* [Exercise description]: Rewrite the entries below so that "benchmark card" becomes "evaluation sheet" everywhere and nothing else changes, and leave the pictures out.

--- Dataset entries ---

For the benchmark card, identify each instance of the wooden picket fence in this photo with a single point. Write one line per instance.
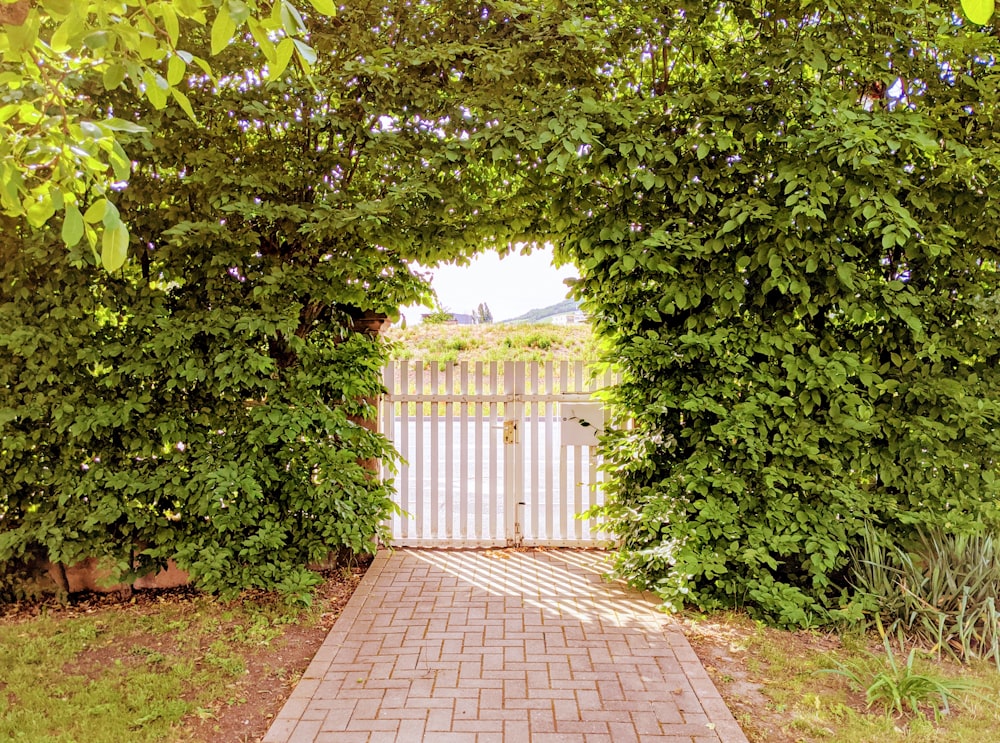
(493, 453)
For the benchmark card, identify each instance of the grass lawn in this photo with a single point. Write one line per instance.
(162, 666)
(775, 684)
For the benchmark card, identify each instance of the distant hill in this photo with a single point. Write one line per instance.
(544, 313)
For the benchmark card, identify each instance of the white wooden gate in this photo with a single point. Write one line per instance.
(488, 454)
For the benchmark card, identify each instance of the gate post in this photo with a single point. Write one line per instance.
(513, 459)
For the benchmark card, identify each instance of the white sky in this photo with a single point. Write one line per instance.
(510, 286)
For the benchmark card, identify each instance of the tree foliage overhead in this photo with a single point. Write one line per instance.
(791, 242)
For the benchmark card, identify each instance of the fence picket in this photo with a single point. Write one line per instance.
(531, 488)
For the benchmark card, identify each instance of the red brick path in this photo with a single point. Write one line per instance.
(478, 646)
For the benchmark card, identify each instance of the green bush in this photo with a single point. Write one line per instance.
(782, 245)
(942, 590)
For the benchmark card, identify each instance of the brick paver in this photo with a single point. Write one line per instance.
(482, 646)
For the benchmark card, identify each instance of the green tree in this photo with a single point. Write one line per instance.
(203, 401)
(57, 151)
(790, 244)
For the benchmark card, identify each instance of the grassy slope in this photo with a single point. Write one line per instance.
(457, 343)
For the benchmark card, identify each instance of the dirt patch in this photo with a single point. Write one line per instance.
(272, 672)
(253, 698)
(730, 650)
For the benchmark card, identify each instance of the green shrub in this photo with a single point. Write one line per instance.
(941, 590)
(799, 291)
(900, 687)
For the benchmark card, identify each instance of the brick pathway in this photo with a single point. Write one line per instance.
(478, 646)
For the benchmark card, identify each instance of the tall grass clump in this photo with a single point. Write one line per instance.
(940, 590)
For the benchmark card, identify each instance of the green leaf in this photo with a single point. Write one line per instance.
(979, 11)
(326, 7)
(283, 54)
(175, 70)
(73, 225)
(184, 103)
(306, 53)
(95, 213)
(223, 29)
(121, 125)
(113, 76)
(114, 248)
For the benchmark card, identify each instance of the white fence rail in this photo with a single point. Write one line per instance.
(488, 458)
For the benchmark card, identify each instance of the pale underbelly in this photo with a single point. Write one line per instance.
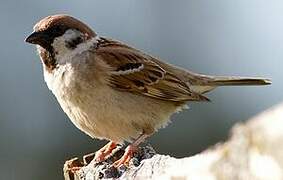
(114, 115)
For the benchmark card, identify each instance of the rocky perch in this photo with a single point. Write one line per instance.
(253, 152)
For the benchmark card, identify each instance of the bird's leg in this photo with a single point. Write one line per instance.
(129, 151)
(105, 151)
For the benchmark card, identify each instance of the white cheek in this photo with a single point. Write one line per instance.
(59, 80)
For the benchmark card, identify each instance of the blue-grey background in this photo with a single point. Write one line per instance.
(215, 37)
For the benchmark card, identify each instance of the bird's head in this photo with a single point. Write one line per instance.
(57, 35)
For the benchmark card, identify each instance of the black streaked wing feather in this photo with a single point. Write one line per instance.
(136, 72)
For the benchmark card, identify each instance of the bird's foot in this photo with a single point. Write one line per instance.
(104, 152)
(125, 159)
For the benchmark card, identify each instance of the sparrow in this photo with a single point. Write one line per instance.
(112, 91)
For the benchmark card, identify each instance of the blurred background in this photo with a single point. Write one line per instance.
(213, 37)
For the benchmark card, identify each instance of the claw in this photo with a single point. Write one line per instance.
(103, 153)
(125, 159)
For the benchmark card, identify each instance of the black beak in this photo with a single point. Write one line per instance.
(35, 38)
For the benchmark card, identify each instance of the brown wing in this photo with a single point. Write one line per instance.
(136, 72)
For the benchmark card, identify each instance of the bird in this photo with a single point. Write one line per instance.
(113, 91)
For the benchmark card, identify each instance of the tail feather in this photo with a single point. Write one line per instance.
(236, 81)
(206, 83)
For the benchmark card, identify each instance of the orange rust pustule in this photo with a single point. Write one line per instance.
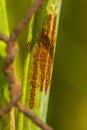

---

* [Exercise response]:
For the evaluation sheet, identify each instance of the wooden picket fence in this photo with a single point. Write one line per instance.
(493, 453)
For the evaluation sheet, identify each instance of the grass lawn in this photo with a single point. Write one line per instance.
(162, 666)
(775, 684)
For the evaluation sheet, identify each instance of the distant hill in this photo with a single point. Write one line per instance.
(544, 313)
For the evaluation sheet, identify each instance of the white wooden gate in this photo with a single point. Write one line per instance.
(488, 454)
For the evaluation sheet, identify each instance of the gate post in this photo with a single point. Write one line per instance.
(513, 459)
For the evaluation sheet, identify each instance of the white sky in this photo with a single point. Write one line per instance.
(510, 286)
For the evaluation sheet, identify each instance of the tree foliage overhead in this photo with a single point. Write one line per instance.
(791, 242)
For the evaluation sheet, identify each instance of the fence picket in this photo with a single point. Write one line per instance.
(531, 488)
For the evaluation sheet, identify each instance of the red brick path in this photo with a single point. Write one line per instance.
(478, 646)
For the evaluation sheet, identify each instance of the green bush in this photo with a single point. Write one line per instance.
(782, 245)
(942, 590)
For the evaluation sheet, identify each instance of the brick paver in this photo with a single point. Write one line per instance.
(482, 646)
For the evaluation sheet, identify each instance of the green tree in this photo with a single point. Write one line per instance.
(203, 401)
(57, 151)
(790, 244)
For the evaluation sheet, identify each instance of the grassy slope in this photo with a single point. Write one line per instance.
(457, 343)
For the evaluation sheet, identify each instance of the dirt patch in this photo with a single point. Write one line per instance.
(272, 672)
(253, 698)
(730, 650)
For the evaluation sheet, identify each instance of the green shrub in this photo with a single point. Write one line per instance.
(941, 590)
(799, 291)
(900, 687)
For the evaluation sheet, identify each instance of the brick pathway in this photo with a single point. Write one line per instance.
(478, 646)
For the evaluation sheet, identify each instance of the tall grass clump in this photo with a single point. Write one line per instance.
(940, 590)
For the evaluation sheet, identify each instance of the green leaf in this photo with a single point. Write one line per instance.
(979, 11)
(326, 7)
(283, 54)
(175, 70)
(73, 225)
(184, 103)
(306, 53)
(95, 213)
(223, 29)
(121, 125)
(113, 76)
(114, 248)
For the evaluation sheet, identify each instance of the white fence rail in this photo with a single point. Write one line per instance.
(488, 458)
For the evaluation sheet, identify each instance of the pale underbelly in this photo with a single point. Write one line per instance.
(114, 115)
For the evaluation sheet, identify each instance of the rocky perch in this photo with a single point. Write one line per instance.
(253, 152)
For the evaluation sheet, identify each instance of the bird's leg in this photo with a single point. Write one line per instance.
(129, 151)
(105, 151)
For the evaluation sheet, identify each instance of the white cheek in this photo with a single point. Write one line per instance.
(59, 80)
For the evaluation sheet, identify each instance of the blue-grey background in this photo with a single point. Write one line per instance.
(215, 37)
For the evaluation sheet, identify each instance of the bird's head in this photo with a single point. Write one line per instance.
(57, 35)
For the evaluation sheet, identify each instance of the black streaked wing feather in this photo with a single point. Write one line per instance.
(136, 72)
For the evaluation sheet, identify each instance of the bird's foot in this photo with a single point. Write one line per instance.
(104, 152)
(125, 159)
For the evaluation sheet, identify each instance of the sparrow in this photo with a single point. Write one line per instance.
(112, 91)
For the evaluation sheet, identify each instance of the blurred background in this photo with a single point. Write one line per instance.
(213, 37)
For the evaluation sheet, identify each instance of the claw in this photo with a single point. Write one line per instance.
(103, 153)
(125, 159)
For the evaluation sheet, identify each instance of the black beak in this photo with a single point. Write one line per instance.
(35, 38)
For the evaluation sheet, identify each instance of the brown wing in this photo with a single point. Write one line per instance.
(136, 72)
For the evaluation sheet, identify each instance of the bird in this photo with a single point. Write one line per instance.
(113, 91)
For the evaluation sheet, identify each instance of the tail feather in this photo with a single point. Write one line per instance.
(236, 81)
(206, 83)
For the evaluation sheet, identify each instance of the orange rust pustule in this photo with a single point. Write one line per instance.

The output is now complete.